# Text shown start

OPINION

Is BRICS inhabiting a parallel universe?

Peter Fabricius asks if BRIC's decision to establish a credit rating agency could just be about balancing an unbalanced global economy

Is BRICS inhabiting a parallel universe?

20 October 2016

South African finance minister Pravin Gordhan was conspicuous by his absence from this year’s BRICS summit in Goa, India, this week. He was too busy at home fighting for his political survival – and that of his country.

President Jacob Zuma, leaving the dirty work in his increasingly messy fray with Gordhan to his minions back home, was happily abroad jiving with Kenyan President Uhuru Kenyatta and attending a whole range of meetings, including of course the Goa summit, with several other cabinet ministers and business leaders.

A pity because Gordhan’s views on the Goa summit would have been interesting to hear.

At the BRICS summit that South Africa hosted in Durban in 2013, the five member countries agreed to establish their own Internet, separate from the one that you and I and the rest of the world are using. The leaders seemed to have been provoked into doing this by revelations that US intelligence had been cyber-spying on foreign leaders, including then Brazilian president Dilma Rousseff.

Gordhan was asked by a journalist after the summit if it was not absurd for BRICS to try to create its own discrete Internet, since universality seems to be essential to the whole concept. He snapped back that the journalist needed to get up to speed with political reality.

BRICS has not yet established its own Internet, as far as one can tell. Given the Chinese government’s total occupation of its own cyberspace, the concept of a BRICS Internet has slightly sinister connotations.

So what would Gordhan have thought of another seemingly Parallel Universe (or, some would say, balanced) project agreed on at the Goa summit – for BRICS to establish its own credit rating agency?

Clayson Monyela, spokesperson for the South African Department of International Relations and Cooperation, triumphantly tweeted the news from Goa. And it was hard not to detect in the reaction of members of the Zuma camp, a middle finger being shown to the big three private, US-based rating agencies, Standard and Poor’s, Moody’s and Fitch, which are playing such a pivotal role in the Zuma-Gordhan struggle for South Africa’s fiscus.

Responding to Monyela, one random tweeter articulated that sentiment best with this remark: ‘It is tough 2 move frm Western bullies but we hv 2. They hv agents in the country & worse in cabinet. Let's soldier on #BRICS.’ Opposition Democratic Alliance finance spokesman David Maynier was however sceptical, retweeting Monyela with the comment: ‘You mean a BRICS counter-Ratings Agency?’ Many others on Twitter shared Maynier’s sentiment.

# Text shown end
# Data listing start

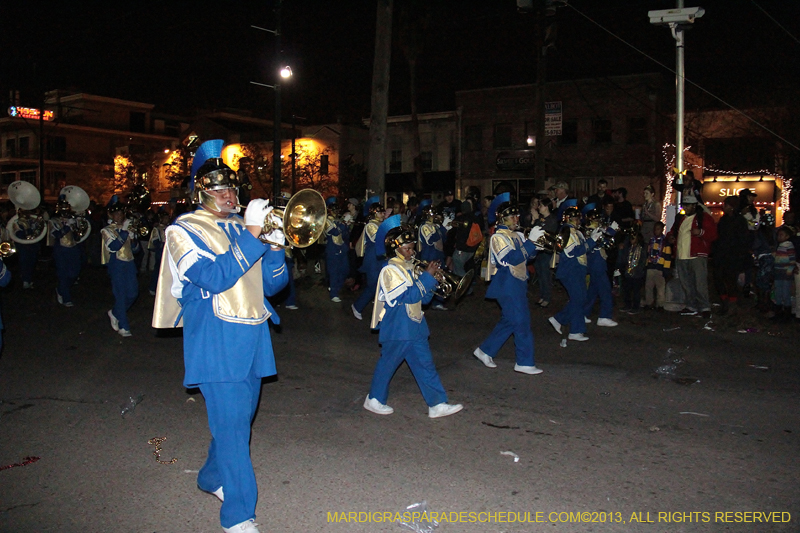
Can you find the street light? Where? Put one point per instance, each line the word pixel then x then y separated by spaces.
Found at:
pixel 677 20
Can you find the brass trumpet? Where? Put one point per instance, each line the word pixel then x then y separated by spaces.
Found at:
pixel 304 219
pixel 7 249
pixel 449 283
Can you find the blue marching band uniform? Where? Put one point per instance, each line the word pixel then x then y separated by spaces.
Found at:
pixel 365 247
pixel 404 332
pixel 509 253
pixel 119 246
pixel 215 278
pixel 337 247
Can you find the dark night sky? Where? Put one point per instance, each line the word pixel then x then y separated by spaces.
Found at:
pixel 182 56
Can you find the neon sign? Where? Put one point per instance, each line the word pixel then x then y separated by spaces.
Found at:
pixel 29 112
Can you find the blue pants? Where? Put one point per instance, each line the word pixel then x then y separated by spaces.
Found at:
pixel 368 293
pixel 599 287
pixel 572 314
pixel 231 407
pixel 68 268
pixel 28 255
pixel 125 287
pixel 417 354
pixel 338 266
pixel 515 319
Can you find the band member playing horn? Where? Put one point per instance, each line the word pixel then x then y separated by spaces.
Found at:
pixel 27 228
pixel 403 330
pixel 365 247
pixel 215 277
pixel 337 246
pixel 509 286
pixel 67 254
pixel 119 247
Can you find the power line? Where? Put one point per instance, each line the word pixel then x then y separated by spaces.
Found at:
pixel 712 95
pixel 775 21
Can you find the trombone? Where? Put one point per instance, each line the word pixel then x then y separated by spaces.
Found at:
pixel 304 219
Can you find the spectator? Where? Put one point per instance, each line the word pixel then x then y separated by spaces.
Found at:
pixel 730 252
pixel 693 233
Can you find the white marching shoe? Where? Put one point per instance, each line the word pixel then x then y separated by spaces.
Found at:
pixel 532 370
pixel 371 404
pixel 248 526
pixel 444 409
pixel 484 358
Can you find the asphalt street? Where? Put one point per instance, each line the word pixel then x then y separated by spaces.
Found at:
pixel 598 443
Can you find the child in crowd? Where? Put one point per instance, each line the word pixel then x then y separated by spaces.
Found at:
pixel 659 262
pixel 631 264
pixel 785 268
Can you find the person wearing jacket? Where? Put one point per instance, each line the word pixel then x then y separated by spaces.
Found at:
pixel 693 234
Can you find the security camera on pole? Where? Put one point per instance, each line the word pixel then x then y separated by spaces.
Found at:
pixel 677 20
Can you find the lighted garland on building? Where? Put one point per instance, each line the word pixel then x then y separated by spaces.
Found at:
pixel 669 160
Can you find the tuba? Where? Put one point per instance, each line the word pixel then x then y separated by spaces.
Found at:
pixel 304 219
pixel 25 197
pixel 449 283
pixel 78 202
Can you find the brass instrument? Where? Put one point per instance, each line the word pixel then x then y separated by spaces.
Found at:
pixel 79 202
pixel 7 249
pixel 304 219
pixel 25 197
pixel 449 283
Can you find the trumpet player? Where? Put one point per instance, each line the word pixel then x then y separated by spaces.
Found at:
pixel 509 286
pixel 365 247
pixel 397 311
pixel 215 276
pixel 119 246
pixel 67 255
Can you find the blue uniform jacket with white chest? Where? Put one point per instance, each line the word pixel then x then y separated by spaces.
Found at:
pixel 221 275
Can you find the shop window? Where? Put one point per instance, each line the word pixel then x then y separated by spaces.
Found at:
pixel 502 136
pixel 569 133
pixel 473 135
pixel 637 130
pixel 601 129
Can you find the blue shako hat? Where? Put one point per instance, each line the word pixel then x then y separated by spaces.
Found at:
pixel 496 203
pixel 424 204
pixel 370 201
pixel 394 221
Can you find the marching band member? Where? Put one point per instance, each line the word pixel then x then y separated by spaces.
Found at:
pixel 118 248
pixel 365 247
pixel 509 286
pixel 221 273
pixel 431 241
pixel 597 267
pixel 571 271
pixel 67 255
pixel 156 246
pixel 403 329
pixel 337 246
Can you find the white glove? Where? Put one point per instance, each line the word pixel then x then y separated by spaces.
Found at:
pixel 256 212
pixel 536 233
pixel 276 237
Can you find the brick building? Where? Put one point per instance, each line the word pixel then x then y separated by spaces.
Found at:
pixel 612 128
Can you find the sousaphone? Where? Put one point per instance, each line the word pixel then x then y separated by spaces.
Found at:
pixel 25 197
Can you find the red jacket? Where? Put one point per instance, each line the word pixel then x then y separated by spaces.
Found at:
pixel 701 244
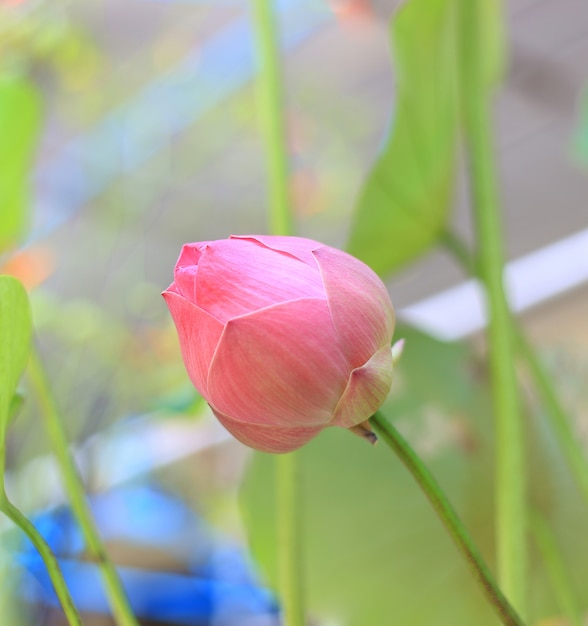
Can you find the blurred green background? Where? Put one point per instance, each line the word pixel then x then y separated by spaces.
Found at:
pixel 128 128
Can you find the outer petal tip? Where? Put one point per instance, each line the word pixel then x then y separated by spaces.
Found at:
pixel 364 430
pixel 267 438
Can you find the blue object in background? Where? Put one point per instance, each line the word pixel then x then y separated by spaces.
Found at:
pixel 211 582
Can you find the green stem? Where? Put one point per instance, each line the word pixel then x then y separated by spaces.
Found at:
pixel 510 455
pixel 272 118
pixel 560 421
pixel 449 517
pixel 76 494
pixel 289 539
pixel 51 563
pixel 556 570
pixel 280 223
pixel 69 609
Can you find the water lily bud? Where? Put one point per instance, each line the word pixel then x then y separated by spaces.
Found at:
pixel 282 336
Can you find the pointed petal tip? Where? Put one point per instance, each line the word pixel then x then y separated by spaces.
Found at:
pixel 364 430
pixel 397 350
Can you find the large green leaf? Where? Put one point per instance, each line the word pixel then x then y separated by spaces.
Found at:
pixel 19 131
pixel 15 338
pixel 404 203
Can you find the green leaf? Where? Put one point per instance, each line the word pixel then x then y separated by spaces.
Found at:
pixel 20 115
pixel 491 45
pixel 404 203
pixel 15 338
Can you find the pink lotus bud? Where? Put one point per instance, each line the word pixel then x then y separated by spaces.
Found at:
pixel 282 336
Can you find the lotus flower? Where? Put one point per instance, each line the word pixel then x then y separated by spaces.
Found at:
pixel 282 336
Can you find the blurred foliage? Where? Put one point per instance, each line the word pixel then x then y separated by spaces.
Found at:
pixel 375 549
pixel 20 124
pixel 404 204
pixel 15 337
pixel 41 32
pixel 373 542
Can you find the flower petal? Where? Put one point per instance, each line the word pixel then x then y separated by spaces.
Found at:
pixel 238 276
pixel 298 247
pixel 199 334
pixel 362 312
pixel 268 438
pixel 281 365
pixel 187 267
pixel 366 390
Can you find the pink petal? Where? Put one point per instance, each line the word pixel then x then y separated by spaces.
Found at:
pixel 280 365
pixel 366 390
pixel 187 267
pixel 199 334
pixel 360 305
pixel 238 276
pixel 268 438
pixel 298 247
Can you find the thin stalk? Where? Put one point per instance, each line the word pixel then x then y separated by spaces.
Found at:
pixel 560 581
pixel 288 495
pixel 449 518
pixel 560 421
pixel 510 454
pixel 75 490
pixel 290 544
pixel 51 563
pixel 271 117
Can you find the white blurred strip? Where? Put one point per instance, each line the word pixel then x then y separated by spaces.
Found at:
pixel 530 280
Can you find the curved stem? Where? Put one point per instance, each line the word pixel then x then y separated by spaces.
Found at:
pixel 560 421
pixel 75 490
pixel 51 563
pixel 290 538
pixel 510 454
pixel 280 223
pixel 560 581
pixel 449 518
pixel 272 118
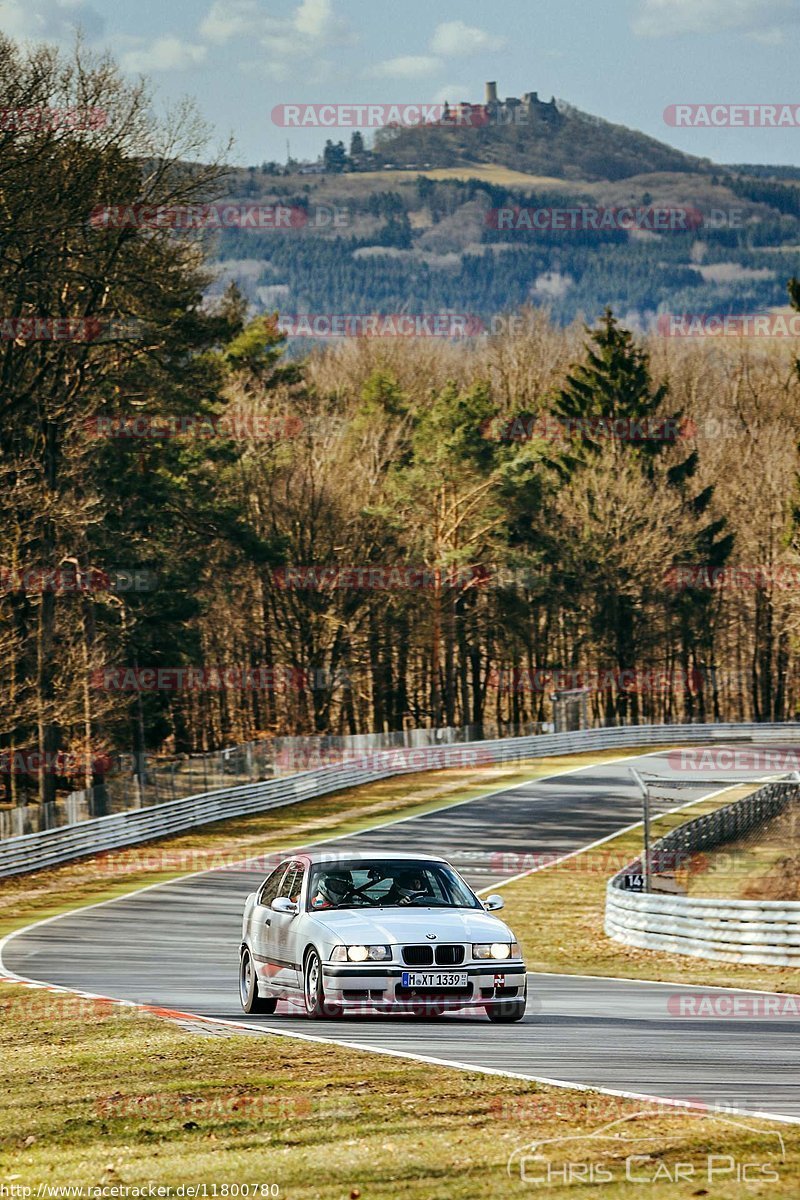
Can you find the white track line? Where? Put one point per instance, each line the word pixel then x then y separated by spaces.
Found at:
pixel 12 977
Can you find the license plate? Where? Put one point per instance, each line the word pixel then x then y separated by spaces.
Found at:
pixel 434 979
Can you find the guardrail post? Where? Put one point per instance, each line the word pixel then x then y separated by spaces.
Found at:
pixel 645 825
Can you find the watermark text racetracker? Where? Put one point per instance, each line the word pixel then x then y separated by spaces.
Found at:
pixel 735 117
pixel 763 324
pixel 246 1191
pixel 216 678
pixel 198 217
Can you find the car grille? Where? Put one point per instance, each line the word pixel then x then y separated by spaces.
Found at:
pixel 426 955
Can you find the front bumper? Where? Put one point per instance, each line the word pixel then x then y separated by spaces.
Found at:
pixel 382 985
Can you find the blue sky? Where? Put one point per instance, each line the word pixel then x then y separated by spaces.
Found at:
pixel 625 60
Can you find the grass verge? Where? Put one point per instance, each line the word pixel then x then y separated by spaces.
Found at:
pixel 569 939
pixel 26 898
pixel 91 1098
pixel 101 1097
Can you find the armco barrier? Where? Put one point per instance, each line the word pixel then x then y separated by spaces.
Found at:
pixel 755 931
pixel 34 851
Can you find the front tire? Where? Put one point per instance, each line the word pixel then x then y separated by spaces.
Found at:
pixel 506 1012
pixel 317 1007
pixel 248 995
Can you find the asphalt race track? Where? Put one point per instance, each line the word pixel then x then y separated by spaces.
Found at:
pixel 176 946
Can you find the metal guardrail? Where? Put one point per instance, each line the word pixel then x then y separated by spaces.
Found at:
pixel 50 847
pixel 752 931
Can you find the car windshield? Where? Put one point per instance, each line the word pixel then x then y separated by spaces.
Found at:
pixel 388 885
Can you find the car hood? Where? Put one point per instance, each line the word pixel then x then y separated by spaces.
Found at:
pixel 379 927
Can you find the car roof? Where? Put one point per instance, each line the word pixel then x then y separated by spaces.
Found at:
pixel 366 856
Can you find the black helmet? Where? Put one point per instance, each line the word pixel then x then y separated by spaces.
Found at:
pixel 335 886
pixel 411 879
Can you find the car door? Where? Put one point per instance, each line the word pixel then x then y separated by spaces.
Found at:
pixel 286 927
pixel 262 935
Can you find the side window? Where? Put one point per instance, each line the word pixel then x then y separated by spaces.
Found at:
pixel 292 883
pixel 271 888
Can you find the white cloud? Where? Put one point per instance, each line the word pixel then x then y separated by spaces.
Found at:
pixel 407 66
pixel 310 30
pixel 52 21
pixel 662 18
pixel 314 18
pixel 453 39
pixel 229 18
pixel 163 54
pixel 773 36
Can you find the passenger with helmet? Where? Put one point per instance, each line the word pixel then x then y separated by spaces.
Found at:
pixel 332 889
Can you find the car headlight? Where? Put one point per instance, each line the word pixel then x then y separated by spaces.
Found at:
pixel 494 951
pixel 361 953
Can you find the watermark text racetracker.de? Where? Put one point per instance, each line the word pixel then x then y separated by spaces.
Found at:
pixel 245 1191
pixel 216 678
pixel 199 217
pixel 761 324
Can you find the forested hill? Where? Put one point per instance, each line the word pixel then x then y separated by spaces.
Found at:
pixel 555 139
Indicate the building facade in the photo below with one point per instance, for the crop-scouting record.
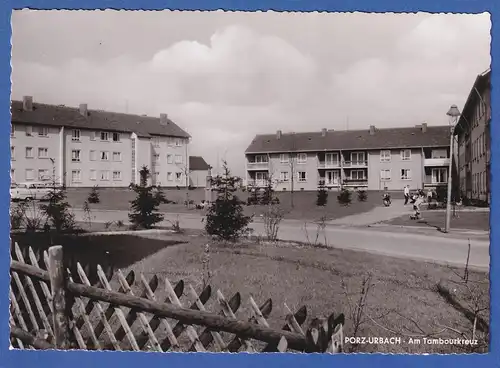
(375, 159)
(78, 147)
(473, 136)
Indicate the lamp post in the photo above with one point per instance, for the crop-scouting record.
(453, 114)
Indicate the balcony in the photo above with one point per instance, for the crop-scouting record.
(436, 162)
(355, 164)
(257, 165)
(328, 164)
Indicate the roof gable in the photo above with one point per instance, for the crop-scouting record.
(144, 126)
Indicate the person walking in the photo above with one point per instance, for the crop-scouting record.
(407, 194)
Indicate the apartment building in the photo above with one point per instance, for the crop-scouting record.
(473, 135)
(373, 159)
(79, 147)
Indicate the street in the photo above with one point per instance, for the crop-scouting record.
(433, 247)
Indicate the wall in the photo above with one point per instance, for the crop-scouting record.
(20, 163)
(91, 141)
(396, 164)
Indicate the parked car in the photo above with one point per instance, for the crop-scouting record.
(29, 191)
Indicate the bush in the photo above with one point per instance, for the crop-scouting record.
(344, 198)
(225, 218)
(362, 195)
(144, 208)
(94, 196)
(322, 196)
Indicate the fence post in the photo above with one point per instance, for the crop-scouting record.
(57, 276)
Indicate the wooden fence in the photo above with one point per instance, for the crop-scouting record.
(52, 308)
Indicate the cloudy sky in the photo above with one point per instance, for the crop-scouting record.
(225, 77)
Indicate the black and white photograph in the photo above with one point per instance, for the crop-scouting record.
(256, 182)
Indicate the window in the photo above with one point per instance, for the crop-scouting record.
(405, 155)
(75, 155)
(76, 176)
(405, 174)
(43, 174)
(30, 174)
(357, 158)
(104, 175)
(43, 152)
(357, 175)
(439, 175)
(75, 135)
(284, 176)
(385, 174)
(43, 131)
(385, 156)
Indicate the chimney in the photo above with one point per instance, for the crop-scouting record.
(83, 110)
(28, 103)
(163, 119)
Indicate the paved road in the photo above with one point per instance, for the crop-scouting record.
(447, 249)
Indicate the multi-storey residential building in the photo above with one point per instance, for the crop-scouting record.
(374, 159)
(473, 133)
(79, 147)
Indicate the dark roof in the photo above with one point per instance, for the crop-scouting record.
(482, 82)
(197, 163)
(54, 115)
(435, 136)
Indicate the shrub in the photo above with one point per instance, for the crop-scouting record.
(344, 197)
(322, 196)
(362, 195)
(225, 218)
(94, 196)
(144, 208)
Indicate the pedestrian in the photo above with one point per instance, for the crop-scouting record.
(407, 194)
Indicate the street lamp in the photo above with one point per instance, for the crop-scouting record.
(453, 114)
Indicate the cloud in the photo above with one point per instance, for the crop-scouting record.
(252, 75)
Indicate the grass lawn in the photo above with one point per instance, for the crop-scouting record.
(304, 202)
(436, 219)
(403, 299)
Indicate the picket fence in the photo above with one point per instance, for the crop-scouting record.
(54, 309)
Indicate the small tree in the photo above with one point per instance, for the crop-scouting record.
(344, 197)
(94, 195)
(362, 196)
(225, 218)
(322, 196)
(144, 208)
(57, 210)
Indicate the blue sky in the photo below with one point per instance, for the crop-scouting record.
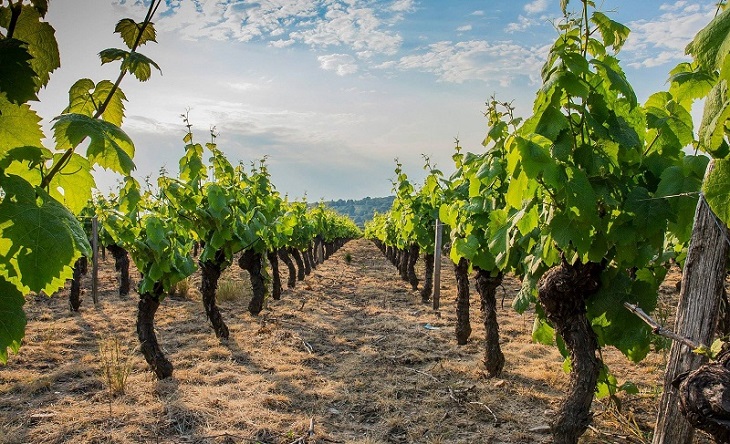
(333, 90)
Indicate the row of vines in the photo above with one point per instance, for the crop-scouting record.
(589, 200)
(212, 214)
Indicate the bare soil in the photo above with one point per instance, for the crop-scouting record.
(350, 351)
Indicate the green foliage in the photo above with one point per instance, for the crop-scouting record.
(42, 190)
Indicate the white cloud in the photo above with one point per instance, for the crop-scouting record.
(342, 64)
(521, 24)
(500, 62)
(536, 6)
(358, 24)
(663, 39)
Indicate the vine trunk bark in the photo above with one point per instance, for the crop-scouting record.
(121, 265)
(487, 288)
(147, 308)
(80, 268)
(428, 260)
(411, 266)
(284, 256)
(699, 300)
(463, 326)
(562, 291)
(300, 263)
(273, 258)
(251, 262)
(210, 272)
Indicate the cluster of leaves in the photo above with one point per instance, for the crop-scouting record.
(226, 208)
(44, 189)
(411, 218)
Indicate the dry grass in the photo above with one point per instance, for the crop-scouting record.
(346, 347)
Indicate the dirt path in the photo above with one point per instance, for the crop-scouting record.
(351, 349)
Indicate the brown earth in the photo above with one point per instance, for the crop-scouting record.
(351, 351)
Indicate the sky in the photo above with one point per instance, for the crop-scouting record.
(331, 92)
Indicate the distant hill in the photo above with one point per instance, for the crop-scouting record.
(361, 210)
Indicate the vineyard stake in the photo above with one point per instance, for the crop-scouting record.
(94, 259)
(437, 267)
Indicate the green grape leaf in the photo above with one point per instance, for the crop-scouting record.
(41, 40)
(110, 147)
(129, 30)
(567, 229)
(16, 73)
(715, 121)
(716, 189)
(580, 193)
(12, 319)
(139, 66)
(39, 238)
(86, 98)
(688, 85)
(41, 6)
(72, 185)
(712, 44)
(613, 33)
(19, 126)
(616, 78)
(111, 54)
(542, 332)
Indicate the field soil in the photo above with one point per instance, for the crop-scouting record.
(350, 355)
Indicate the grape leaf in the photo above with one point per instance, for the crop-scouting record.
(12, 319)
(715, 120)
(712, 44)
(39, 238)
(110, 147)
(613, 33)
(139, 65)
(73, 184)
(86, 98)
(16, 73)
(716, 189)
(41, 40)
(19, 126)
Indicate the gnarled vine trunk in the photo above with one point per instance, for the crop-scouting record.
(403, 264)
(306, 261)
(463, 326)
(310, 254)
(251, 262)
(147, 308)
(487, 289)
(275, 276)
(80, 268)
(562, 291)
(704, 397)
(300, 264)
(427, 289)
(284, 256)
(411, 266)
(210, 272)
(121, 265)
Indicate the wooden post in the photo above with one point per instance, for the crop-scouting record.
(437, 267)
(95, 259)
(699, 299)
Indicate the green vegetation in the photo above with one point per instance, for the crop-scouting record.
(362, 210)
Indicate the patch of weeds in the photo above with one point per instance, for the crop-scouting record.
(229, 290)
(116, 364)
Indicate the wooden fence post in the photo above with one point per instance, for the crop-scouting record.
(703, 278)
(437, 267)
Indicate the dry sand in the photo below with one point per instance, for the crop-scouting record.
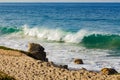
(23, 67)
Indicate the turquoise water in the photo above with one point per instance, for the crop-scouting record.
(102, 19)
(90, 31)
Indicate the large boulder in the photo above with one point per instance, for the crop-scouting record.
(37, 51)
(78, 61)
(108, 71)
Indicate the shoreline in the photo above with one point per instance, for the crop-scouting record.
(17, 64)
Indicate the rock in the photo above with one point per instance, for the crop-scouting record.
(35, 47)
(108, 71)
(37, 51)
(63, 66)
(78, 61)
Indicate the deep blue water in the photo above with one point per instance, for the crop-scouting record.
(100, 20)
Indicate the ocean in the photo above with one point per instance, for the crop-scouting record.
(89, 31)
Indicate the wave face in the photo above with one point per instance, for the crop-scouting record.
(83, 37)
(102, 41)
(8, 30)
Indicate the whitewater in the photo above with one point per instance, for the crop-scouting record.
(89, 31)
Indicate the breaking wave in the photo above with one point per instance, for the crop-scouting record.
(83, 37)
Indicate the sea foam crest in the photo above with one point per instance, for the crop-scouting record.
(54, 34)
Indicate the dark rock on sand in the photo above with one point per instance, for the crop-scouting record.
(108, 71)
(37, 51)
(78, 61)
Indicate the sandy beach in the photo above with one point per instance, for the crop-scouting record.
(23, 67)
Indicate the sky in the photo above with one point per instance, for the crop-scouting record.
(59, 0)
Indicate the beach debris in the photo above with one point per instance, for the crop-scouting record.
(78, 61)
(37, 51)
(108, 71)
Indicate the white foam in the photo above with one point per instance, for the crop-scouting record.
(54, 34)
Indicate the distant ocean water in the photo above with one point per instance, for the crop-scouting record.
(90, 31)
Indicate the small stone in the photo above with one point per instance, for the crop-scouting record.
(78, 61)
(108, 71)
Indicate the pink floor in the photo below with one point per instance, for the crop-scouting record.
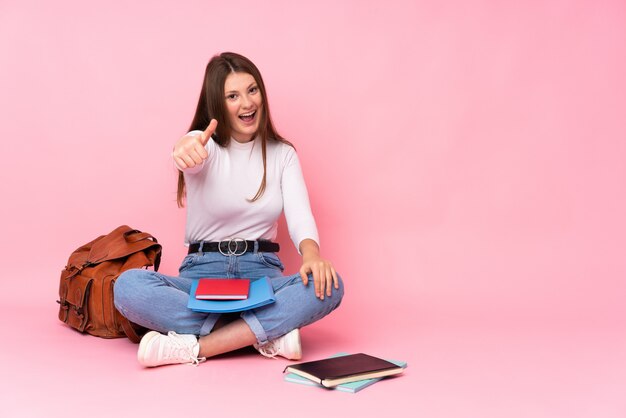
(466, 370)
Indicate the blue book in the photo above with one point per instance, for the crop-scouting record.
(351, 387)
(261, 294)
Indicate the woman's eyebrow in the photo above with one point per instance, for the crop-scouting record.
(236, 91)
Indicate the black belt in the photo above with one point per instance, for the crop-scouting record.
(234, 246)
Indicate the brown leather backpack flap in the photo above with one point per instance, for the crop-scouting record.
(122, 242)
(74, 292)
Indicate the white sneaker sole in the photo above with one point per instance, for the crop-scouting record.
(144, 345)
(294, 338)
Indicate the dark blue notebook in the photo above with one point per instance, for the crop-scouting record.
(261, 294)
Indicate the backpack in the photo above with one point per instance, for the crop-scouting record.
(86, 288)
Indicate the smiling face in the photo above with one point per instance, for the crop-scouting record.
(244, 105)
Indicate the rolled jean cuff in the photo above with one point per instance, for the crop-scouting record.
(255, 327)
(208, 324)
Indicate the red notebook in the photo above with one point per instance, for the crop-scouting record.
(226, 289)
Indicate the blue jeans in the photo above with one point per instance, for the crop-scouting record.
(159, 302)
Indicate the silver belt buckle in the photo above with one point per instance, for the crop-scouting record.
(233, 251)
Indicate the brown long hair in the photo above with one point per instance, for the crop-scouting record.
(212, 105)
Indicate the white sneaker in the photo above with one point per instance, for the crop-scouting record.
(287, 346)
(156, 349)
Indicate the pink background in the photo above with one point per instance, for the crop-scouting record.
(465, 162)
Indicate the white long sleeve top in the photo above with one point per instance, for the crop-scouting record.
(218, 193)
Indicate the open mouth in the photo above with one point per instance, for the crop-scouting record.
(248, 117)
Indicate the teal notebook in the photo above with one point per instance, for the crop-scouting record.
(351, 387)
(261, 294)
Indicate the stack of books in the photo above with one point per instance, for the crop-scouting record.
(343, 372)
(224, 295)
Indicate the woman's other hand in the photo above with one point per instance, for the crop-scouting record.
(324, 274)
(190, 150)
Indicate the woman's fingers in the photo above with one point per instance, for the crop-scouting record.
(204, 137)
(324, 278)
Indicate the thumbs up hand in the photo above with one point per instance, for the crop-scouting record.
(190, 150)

# Data listing end

### [Set task]
According to the BRICS opinion piece, which three US-based rating agencies are named? The rows are separate material and have no connection to the BRICS opinion piece.

### [Completed exercise]
Standard and Poor's, Moody's and Fitch.